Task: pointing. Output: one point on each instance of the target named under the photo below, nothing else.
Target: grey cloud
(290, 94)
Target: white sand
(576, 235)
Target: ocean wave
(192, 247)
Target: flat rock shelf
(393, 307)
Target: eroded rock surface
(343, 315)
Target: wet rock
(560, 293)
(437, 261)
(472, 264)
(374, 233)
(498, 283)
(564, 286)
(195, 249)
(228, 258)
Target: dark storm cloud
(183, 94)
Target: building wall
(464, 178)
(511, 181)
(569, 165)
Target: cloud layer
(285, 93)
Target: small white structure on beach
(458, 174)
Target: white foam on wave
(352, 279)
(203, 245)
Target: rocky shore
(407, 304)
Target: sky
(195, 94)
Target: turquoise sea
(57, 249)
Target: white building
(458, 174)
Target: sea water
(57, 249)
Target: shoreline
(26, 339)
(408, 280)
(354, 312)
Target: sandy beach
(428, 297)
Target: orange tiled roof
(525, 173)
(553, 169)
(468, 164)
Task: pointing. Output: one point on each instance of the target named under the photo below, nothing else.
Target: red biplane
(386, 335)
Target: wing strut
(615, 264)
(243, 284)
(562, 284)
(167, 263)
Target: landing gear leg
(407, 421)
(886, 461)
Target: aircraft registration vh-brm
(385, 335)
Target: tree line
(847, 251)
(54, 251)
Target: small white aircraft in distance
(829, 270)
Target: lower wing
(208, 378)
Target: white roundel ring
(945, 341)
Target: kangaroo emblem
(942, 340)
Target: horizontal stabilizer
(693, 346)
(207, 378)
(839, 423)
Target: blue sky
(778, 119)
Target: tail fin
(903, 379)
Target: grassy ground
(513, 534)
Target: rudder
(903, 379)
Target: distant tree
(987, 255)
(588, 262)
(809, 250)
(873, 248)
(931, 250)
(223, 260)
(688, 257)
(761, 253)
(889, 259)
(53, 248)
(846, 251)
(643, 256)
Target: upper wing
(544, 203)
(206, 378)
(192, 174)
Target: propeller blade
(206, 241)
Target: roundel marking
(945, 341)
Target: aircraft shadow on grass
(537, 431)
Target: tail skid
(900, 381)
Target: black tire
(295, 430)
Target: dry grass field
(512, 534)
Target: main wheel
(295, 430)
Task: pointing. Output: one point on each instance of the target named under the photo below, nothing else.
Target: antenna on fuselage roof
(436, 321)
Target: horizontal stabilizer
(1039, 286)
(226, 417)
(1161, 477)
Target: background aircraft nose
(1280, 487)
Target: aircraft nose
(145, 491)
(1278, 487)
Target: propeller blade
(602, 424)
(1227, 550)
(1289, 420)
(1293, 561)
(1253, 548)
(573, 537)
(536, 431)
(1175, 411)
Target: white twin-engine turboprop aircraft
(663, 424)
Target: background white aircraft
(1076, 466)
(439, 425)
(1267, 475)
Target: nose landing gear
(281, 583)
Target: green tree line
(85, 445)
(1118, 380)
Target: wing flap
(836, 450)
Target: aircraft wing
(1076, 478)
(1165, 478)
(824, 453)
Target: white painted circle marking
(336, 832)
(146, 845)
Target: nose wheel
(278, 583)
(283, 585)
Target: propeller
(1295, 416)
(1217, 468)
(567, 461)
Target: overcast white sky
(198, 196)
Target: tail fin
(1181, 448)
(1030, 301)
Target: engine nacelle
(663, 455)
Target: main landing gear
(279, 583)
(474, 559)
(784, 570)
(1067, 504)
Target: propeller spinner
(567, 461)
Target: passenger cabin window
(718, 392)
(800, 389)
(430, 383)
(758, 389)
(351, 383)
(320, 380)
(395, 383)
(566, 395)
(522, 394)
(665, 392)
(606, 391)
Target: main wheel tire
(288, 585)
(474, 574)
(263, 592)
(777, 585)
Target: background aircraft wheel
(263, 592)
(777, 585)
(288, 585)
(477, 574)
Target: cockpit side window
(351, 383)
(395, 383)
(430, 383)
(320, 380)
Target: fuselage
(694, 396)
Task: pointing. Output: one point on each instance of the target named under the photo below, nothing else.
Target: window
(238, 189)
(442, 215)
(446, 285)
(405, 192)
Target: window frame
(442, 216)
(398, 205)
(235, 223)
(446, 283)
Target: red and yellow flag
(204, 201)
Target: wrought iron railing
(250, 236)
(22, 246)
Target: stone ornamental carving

▬▬▬▬▬▬▬▬▬▬

### [Exercise description]
From the records above, extract everything verbatim.

### [Full response]
Task: pointing. Output: one point on each instance of the target named under the photo below, nothing else.
Target: grey cloud
(290, 94)
Target: white sand
(576, 235)
Target: ocean wave
(192, 247)
Target: flat rock shelf
(393, 307)
Target: eroded rock surface
(343, 315)
Target: wet rock
(560, 293)
(437, 261)
(472, 264)
(374, 233)
(498, 283)
(564, 286)
(195, 249)
(228, 258)
Target: dark storm cloud
(183, 94)
Target: building wall
(464, 178)
(511, 181)
(569, 165)
Target: cloud layer
(285, 93)
Target: small white structure on beach
(458, 174)
Target: white foam on wave
(352, 279)
(203, 245)
Target: rocky shore
(407, 304)
Target: sky
(195, 94)
Target: turquoise sea
(57, 249)
Target: white building
(458, 174)
Target: sea water
(57, 249)
Target: shoreline
(26, 339)
(408, 280)
(354, 312)
Target: sandy beach
(428, 297)
Target: orange tiled roof
(525, 173)
(553, 169)
(468, 164)
Task: pointing. Output: one point on each instance of the target named under the photo below, nothing else.
Target: red biplane
(386, 335)
Target: wing strut
(615, 264)
(243, 284)
(562, 284)
(167, 263)
Target: landing gear leg
(407, 421)
(886, 461)
Target: aircraft registration vh-brm
(385, 335)
Target: tree line
(847, 251)
(54, 251)
Target: small white aircraft in distance
(829, 270)
Target: lower wing
(208, 378)
Target: white roundel ring
(945, 341)
Target: kangaroo emblem
(942, 340)
Target: horizontal stabilizer
(693, 346)
(207, 378)
(839, 423)
Target: blue sky
(778, 119)
Target: tail fin
(903, 379)
Target: grassy ground
(513, 534)
Target: rudder
(903, 379)
Target: distant tree
(987, 255)
(588, 262)
(809, 250)
(873, 248)
(931, 250)
(223, 260)
(688, 257)
(761, 253)
(889, 259)
(53, 248)
(846, 251)
(643, 256)
Target: upper wing
(544, 203)
(206, 378)
(192, 174)
Target: propeller blade
(206, 241)
Target: roundel marking
(945, 341)
Target: aircraft shadow on grass
(537, 431)
Target: tail skid
(900, 381)
Target: black tire
(295, 430)
Target: dry grass field
(512, 534)
Target: main wheel
(295, 430)
Task: pointing. Output: one point on each instance of the target named under the photo below, nothing else.
Target: antenna on fuselage roof
(436, 321)
Target: horizontal stabilizer
(1039, 286)
(226, 417)
(1161, 477)
Target: background aircraft nose
(1280, 487)
Target: aircraft nose
(145, 491)
(1278, 487)
Target: propeller blade
(602, 424)
(1227, 550)
(1289, 420)
(1293, 561)
(1253, 548)
(573, 537)
(536, 431)
(1175, 411)
Target: white twin-engine turboprop aircraft
(663, 424)
Target: background white aircraft
(1076, 466)
(439, 425)
(1267, 475)
Target: nose landing gear
(281, 583)
Target: green tree line
(85, 445)
(1118, 380)
Target: wing flap
(836, 450)
Target: aircraft wing
(1076, 478)
(1165, 478)
(824, 453)
Target: white painted circle marking
(336, 832)
(146, 845)
Target: nose wheel
(278, 583)
(283, 585)
Target: propeller
(1295, 416)
(1217, 468)
(567, 461)
Target: overcast white sky
(198, 196)
Target: tail fin
(1181, 448)
(1030, 301)
Target: engine nacelle
(663, 455)
Target: main landing gear
(279, 583)
(474, 559)
(784, 570)
(1067, 504)
Target: propeller spinner
(567, 461)
Target: passenger cabin window
(718, 392)
(800, 389)
(430, 383)
(758, 389)
(351, 383)
(320, 380)
(395, 383)
(566, 395)
(522, 394)
(665, 392)
(606, 391)
Target: main wheel tire
(288, 585)
(474, 574)
(263, 592)
(777, 585)
Target: background aircraft wheel
(263, 592)
(777, 585)
(288, 585)
(477, 574)
Target: cockpit side window
(351, 383)
(395, 383)
(430, 383)
(320, 380)
Target: fuselage
(694, 396)
Task: pointing. Output: one point on each instance of the target named under the photo below, nothing else.
Target: window
(238, 189)
(442, 215)
(446, 285)
(405, 192)
Target: window frame
(442, 216)
(398, 205)
(235, 223)
(446, 283)
Target: red and yellow flag
(204, 201)
Target: wrought iron railing
(250, 236)
(22, 246)
Target: stone ornamental carving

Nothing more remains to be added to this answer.